[Location annotation dataset excerpts]
((

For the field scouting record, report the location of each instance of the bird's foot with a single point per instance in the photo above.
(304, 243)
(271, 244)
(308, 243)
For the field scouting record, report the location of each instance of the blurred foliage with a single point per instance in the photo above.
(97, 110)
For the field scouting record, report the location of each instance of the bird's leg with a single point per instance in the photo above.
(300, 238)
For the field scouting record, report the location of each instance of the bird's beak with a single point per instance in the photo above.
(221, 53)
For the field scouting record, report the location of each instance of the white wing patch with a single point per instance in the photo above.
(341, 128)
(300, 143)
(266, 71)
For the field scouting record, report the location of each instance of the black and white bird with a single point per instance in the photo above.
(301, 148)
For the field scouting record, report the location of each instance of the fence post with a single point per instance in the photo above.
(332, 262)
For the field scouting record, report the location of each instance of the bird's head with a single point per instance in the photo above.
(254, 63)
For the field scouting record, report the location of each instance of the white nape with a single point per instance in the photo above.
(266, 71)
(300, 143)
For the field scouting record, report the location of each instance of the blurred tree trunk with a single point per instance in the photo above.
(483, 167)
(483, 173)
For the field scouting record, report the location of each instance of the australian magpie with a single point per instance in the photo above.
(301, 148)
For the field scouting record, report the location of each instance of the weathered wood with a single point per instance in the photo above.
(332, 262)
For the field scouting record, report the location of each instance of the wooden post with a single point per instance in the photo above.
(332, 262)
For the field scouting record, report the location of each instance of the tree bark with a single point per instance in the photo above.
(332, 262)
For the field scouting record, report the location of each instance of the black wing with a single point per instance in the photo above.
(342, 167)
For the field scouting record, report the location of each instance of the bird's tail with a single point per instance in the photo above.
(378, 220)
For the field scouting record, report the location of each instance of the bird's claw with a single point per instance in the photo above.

))

SET EXERCISE:
Return what is listed above, exactly and completely.

THE RESULT:
For the field scouting record, report the location of each instance of the bird's foot with a single point per instance in the photo above.
(304, 243)
(271, 244)
(308, 243)
For the field scouting record, report the location of each instance of the blurred foliage with a single point per instance in the photo above.
(97, 110)
For the field scouting record, report the location of each instance of the bird's leg with a single point per instance in the photo above.
(300, 238)
For the field scouting record, report the location of each instance of the bird's beak with a single point per instance in the photo above.
(221, 53)
For the field scouting record, report the location of each instance of the white wing patch with a single point per instance in the photo above.
(341, 128)
(300, 143)
(266, 71)
For the field scouting record, report the location of each instance of the black and white bird with a single point per instance in the photo above.
(301, 148)
For the field scouting record, report the location of each instance of the fence post with a single point per instance in the photo above.
(332, 262)
For the field scouting record, report the location of each instance of the bird's head with a single point per instance in the photo above.
(254, 63)
For the field scouting record, report the location of each instance of the white nape with a single point per instance in the photo above.
(266, 71)
(300, 143)
For the field scouting record, report the location of each instance of the blurred tree trunk with a single point per instance in the photo above.
(483, 167)
(483, 173)
For the field scouting record, report the location of each instance of the australian magpie with a single point per instance in the photo above.
(301, 148)
For the field scouting record, report the location of each instance of the weathered wood with a single point per instance in the photo above.
(332, 262)
For the field scouting record, report the location of each instance of the wooden post with a single point per instance in the photo above.
(332, 262)
For the field scouting record, report the location of each instance of the tree bark with a single point per instance in the photo above.
(332, 262)
For the field scouting record, report the location of each instance of the black wing with a single point per instance in the photo above.
(342, 167)
For the field scouting record, report the location of each instance of the bird's tail with a single point per instance in the photo above.
(378, 220)
For the field scouting record, report the location of each instance of the bird's claw with a single point per instance in the photo above.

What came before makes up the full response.